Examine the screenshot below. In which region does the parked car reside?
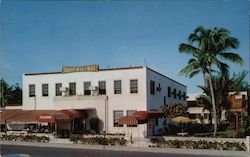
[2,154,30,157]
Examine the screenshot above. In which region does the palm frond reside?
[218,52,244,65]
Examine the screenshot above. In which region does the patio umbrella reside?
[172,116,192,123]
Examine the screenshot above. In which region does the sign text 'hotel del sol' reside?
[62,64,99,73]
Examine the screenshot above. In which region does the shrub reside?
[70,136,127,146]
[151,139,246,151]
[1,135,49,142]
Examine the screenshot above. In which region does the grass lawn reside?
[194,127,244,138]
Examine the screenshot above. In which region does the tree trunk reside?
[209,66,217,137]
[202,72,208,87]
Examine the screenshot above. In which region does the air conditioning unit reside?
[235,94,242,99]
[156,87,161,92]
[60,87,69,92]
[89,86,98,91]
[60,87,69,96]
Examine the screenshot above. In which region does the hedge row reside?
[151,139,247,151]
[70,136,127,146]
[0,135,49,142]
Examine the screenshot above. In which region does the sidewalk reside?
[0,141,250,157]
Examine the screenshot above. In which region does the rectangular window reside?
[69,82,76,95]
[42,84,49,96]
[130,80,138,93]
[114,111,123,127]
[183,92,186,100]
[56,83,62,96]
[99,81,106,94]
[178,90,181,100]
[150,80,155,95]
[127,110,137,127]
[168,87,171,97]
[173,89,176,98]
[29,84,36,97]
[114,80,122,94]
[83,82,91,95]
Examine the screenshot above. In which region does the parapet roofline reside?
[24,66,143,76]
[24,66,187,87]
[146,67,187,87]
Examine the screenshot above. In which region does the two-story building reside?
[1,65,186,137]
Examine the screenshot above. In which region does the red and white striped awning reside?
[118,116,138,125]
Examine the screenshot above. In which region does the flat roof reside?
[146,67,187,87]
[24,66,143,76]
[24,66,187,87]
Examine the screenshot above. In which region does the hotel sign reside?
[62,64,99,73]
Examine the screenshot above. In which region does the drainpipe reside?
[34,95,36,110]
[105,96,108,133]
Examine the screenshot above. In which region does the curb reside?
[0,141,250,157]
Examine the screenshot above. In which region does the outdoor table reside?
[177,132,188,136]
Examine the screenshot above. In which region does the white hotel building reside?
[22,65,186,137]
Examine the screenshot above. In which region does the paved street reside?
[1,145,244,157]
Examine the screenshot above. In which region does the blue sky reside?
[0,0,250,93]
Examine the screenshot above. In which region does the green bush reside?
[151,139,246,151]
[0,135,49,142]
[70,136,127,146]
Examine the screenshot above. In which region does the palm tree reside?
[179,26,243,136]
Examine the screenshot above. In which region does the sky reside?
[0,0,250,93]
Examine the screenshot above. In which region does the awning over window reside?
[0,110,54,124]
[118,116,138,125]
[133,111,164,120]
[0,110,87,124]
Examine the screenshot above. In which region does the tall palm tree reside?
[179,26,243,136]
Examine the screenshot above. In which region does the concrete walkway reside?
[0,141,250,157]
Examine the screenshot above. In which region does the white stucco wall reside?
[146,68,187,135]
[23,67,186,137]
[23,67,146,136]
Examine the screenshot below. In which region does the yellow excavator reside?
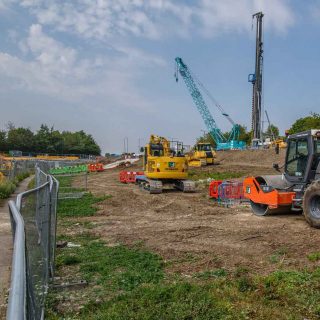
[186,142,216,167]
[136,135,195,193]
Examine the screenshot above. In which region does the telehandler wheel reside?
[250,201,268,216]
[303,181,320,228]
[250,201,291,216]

---

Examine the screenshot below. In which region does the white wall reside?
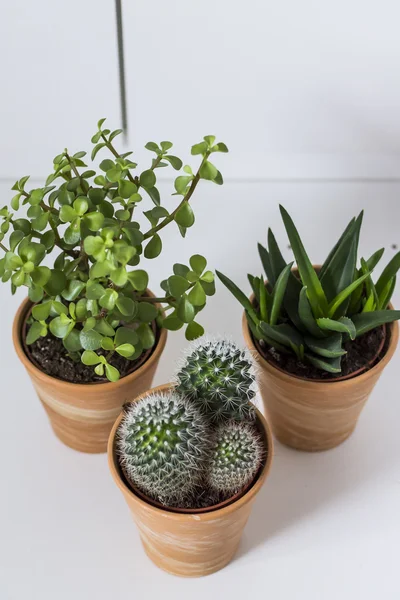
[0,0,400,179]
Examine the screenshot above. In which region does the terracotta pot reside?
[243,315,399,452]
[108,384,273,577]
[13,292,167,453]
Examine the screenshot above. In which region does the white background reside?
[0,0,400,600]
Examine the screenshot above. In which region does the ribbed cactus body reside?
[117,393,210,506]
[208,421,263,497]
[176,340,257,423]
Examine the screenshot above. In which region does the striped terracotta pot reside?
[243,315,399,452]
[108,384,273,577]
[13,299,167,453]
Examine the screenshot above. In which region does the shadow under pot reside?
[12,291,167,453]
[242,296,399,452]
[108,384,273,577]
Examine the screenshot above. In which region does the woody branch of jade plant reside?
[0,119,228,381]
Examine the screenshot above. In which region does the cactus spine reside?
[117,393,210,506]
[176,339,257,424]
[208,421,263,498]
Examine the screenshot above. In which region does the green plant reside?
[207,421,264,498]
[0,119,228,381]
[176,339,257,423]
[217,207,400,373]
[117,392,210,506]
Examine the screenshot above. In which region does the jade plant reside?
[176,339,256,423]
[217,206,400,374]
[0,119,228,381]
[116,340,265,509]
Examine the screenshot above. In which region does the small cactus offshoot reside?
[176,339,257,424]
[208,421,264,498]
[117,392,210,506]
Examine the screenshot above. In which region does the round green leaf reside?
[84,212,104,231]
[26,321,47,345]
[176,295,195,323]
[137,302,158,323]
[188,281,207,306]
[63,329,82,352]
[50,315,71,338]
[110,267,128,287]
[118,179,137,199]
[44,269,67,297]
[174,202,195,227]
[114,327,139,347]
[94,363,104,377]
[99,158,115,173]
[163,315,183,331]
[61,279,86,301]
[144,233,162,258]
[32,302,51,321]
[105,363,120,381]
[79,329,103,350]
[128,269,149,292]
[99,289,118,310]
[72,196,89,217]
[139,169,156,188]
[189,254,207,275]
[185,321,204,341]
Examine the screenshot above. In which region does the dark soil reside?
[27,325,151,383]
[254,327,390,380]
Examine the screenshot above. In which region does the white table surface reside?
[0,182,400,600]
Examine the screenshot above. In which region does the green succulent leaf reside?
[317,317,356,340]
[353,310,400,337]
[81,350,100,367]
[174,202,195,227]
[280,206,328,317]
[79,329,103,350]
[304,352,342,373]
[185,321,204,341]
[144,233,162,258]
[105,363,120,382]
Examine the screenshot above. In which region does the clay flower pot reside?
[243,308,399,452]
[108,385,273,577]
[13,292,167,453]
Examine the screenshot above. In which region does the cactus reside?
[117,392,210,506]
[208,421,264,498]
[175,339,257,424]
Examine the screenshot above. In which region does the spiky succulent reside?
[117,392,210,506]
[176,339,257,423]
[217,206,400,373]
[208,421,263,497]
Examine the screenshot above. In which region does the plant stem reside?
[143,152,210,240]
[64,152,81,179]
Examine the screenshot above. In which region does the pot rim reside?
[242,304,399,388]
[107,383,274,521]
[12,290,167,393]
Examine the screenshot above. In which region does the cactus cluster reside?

* * *

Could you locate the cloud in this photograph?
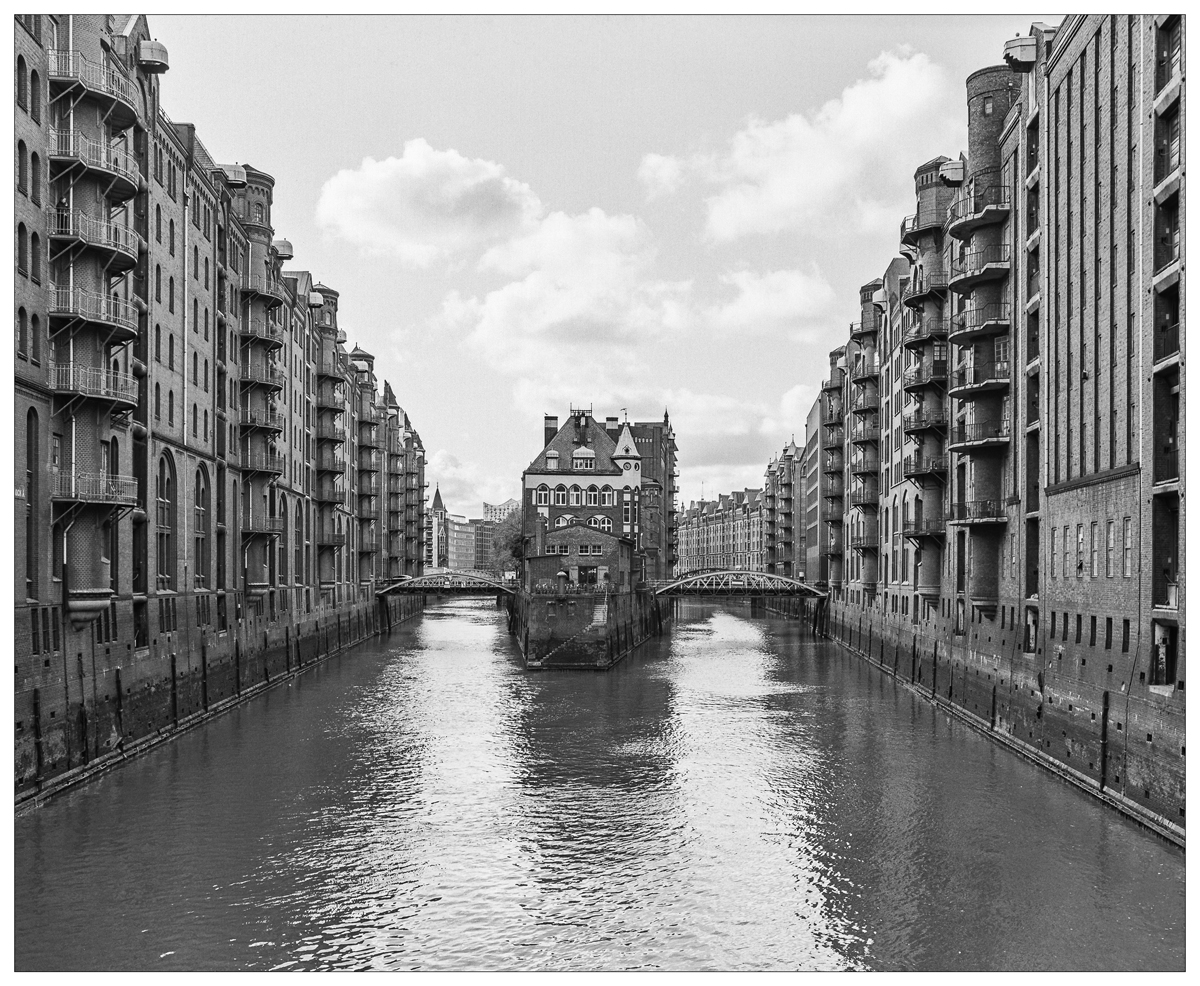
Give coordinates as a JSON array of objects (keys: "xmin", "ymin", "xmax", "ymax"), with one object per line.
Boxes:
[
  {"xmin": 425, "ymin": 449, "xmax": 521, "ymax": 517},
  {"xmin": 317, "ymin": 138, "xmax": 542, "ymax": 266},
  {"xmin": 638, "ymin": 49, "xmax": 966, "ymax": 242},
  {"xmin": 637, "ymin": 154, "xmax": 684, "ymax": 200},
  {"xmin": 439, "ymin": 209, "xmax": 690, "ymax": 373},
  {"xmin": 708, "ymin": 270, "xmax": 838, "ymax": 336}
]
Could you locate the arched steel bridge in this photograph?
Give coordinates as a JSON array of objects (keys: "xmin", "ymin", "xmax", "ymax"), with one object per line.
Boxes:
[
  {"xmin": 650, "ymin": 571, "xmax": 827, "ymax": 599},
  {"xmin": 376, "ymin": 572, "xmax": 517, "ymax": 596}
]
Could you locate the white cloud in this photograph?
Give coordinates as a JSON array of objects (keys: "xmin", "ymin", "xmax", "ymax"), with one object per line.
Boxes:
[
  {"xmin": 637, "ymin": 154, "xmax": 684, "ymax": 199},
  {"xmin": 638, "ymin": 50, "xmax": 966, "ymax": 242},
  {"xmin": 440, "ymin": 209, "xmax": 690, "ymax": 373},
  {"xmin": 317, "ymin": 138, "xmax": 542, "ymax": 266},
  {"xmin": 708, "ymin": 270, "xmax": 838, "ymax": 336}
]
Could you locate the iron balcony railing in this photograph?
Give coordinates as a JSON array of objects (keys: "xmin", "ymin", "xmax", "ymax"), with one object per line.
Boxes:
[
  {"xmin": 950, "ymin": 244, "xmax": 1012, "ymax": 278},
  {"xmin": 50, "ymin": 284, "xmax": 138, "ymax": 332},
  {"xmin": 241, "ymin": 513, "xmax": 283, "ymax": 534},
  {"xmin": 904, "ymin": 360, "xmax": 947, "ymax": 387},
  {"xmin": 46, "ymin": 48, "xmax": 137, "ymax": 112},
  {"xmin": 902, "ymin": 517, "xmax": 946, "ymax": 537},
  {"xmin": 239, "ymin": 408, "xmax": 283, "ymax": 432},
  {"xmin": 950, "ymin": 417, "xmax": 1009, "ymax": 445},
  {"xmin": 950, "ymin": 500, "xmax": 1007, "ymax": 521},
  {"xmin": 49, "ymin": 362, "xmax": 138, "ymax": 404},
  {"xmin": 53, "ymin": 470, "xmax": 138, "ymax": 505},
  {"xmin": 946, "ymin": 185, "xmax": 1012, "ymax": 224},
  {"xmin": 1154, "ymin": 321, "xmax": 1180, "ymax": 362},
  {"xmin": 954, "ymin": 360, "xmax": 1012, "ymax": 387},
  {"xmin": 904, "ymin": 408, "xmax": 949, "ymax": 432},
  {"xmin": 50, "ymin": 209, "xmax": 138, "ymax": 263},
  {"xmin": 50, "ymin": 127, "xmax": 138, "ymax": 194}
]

* **Work to complete**: Render the lines of the material above, from the line containing "Examine the screenshot above. In which region does the palm tree" through the line containing "[250,201,291,216]", inclusive, as a JSON list of strings with one string per line and no blank lines. Leave the pictures out of the answer.

* **Answer to this problem**:
[
  "Examine the screenshot above. In which region does the palm tree reside?",
  "[179,26,243,136]",
  "Examine the screenshot above. In which region does the sky reside?",
  "[0,0,250,93]",
  "Examine the screenshot above. In which region does the awning over window reside?",
  "[0,110,54,124]",
  "[118,116,138,125]",
  "[133,111,164,120]",
  "[0,110,87,124]",
  "Examine the screenshot above. In which region does the tall palm tree reside?",
  "[179,26,243,136]",
  "Examine the screenshot above. In which region does the concrete walkway reside?",
  "[0,141,250,157]",
  "Examine the screenshot above. In which region does the white stucco wall reside?",
  "[146,68,187,135]",
  "[23,67,186,137]",
  "[23,67,146,136]",
  "Examine the screenshot below. In which region does the yellow excavator reside?",
  "[186,142,216,167]",
  "[136,135,195,193]",
  "Examine the screenshot above. In which region does the telehandler wheel reside?",
  "[250,201,268,216]",
  "[303,181,320,228]",
  "[250,201,291,216]"
]